### TRY IT
Please rewrite the passage on AGI timeline estimates from "My conclusion: Bio" to "where you started.", putting "Biological Anchors" wherever "Bio Anchors" appears.

### TEXT SHOWN
++++++++

OpenPhil, 2020: A much more sophisticated estimate, but still based on a biological anchor. They predict AGI in 2050.
How the new model works:
Demand side: Estimate how many neural-network parameters would emulate a brain. Use this to find the computational cost of training such a model. (I think this part mischaracterizes OpenPhil’s work, my comments at the bottom)
Supply side: Moore’s law, assuming
Willingness to spend on AGI training is a fixed percent of GDP
“Computation required to accomplish a fixed task decreases by half every 2-3 years due to better algorithms.”
Eliezer’s objections:
(Surprise!) It’s still founded on a biological anchor, which is sufficient to make it invalid
OpenPhil models theoretical AI progress as algorithms getting twice as efficient every 2-3 years. This is a bad model, because folks keep finding entirely new approaches. Specifically, it implies “we should be able to replicate any modern feat of deep learning performed in 2021, using techniques from before deep learning and around fifty times as much computing power.”
Some of OpenPhil’s parameters make it easy for the modelers to cheat, and make sure it comes up with an answer they like:
“I was wondering what sort of tunable underdetermined parameters enabled your model to nail the psychologically overdetermined final figure of ’30 years’ so exactly.”
Can’t we use this as an upper bound? Maybe AGI will come sooner, but surely it won’t take longer than this estimate.
Eliezer thinks this is the same non-sequitur as Moravec’s. If you train a model big enough to emulate a brain, that doesn’t mean AGI will pop out at the end.
Other commentary: Eliezer mentions several times that he’s feeling old, tired, and unhealthy. He feels frustrated that researchers today repeat decades-old bad arguments. It takes him a lot of energy to rebut these claims
My thoughts:
I found this persuasive, but I also think it mischaracterized the OpenPhil model
My understanding is that OpenPhil didn’t just estimate the number of neural network parameters required to train a human brain. They used six different biological anchors, including the “evolution anchor’, which I find very useful for an upper bound.
Holden Karnofsky, who seems to put much more stock in the Bio Anchors model than Eliezer, explains the model really well here. But I was frustrated to see that the write-up on Holden’s blog gives 50% by 2090 (first graph) using the evolution anchor, while the same graph in the old calcs gives only 11%. Was this model tuned after seeing the results?
My conclusion: Bio Anchors is a terrible way to model when AGI will actually arrive. But I don’t agree with Eliezer’s dismissal of using Bio Anchors to get an upper bound, because I think the evolution anchor achieves this.
Holden also mentions something a bit like Eliezer’s criticism in his own write-up,
When Holden talks about ‘ingenuity’ methods that seems consistent with Eliezer’s
I.e. if you wanted to fold this consideration into OpenAI’s estimate you’d have to do it by having a giant incredibly uncertain free-floating variable for ‘speedup factor’ because you’d be nonsensically trying to estimate the ‘speed-up’ to brain processing applied from using some completely non-Deep Learning or non-brainlike algorithm for intelligence. All your uncertainty just gets moved into that one factor, and you’re back where you started.
It’s possible that Eliezer is confident in this objection partly because of his ‘core of generality’ model of intelligence—i.e. he’s implicitly imagining enormous numbers of varied paths to improvement that end up practically in the same place, while ‘stack more layers in a brainlike DL model’ is just one of those paths (and one that probably won’t even work), so he naturally thinks estimating the difficulty of this one path we definitely won’t take (and which probably wouldn’t work even if we did try it) out of the huge numbers of varied paths to generality is useless.
However, if you don’t have this model, then perhaps you can be more confident that what we’re likely to build will look at least somewhat like a compute-limited DL system and that these other paths will have to share some properties of this path. Relatedly, it’s an implication of the model that there’s some imaginable (and not e.g. galaxy sized) model we could build right now that would be an AGI, which I think Eliezer disputes?

++++++++

### LISTED RECORDS
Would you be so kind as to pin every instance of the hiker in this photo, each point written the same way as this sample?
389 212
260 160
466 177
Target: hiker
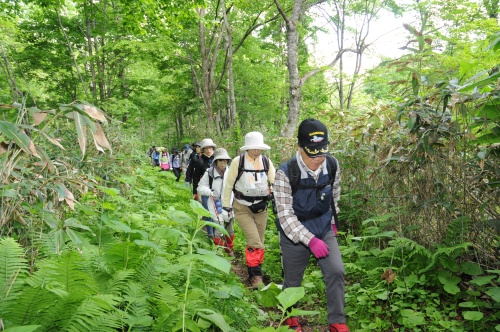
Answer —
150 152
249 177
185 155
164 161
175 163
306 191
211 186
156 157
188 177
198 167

++++++++

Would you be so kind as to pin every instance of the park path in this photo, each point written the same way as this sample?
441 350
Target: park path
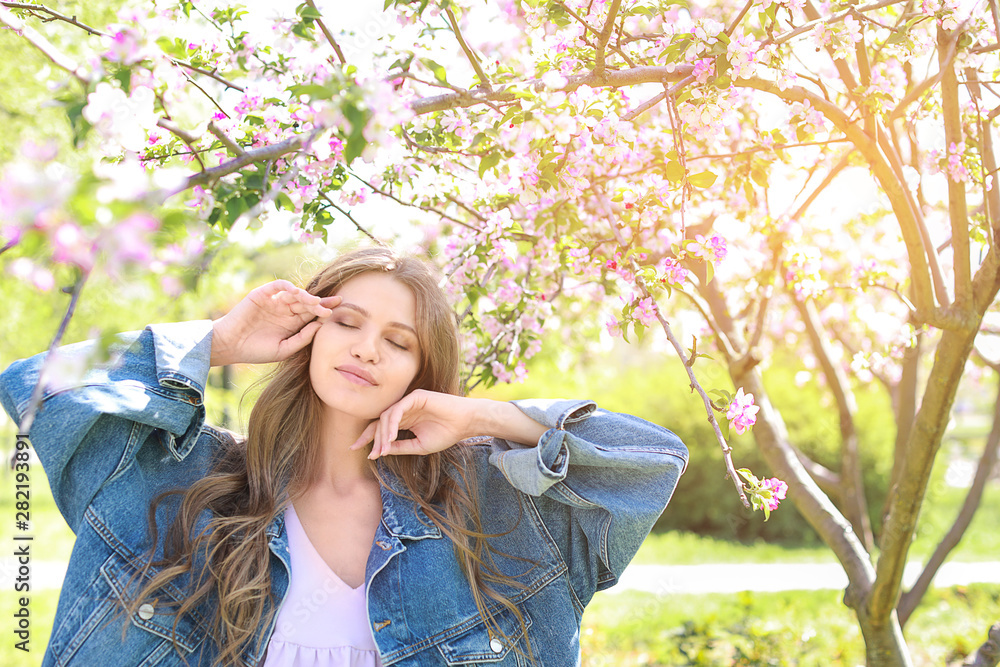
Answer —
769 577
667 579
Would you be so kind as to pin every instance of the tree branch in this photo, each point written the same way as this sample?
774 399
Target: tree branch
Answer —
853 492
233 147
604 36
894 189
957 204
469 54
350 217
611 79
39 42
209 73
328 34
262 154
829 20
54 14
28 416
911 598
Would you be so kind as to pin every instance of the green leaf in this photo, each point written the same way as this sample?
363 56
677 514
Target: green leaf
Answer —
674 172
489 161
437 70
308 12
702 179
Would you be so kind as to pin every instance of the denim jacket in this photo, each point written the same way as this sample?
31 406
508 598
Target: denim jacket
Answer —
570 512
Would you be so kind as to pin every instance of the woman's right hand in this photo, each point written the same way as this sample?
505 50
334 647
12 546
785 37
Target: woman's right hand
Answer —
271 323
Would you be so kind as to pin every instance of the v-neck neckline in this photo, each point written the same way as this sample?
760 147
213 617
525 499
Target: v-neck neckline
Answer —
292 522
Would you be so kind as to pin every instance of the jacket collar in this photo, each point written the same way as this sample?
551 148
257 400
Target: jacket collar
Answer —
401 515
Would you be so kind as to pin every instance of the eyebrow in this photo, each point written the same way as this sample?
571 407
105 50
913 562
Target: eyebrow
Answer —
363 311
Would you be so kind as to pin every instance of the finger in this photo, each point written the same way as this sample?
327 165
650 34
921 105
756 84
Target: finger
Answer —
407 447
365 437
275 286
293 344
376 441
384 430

++++++++

### WRITTEN REPLY
My conclusion: Biological Anchors is a terrible way to model when AGI will actually arrive. But I don’t agree with Eliezer’s dismissal of using Biological Anchors to get an upper bound, because I think the evolution anchor achieves this.
Holden also mentions something a bit like Eliezer’s criticism in his own write-up,
When Holden talks about ‘ingenuity’ methods that seems consistent with Eliezer’s
I.e. if you wanted to fold this consideration into OpenAI’s estimate you’d have to do it by having a giant incredibly uncertain free-floating variable for ‘speedup factor’ because you’d be nonsensically trying to estimate the ‘speed-up’ to brain processing applied from using some completely non-Deep Learning or non-brainlike algorithm for intelligence. All your uncertainty just gets moved into that one factor, and you’re back where you started.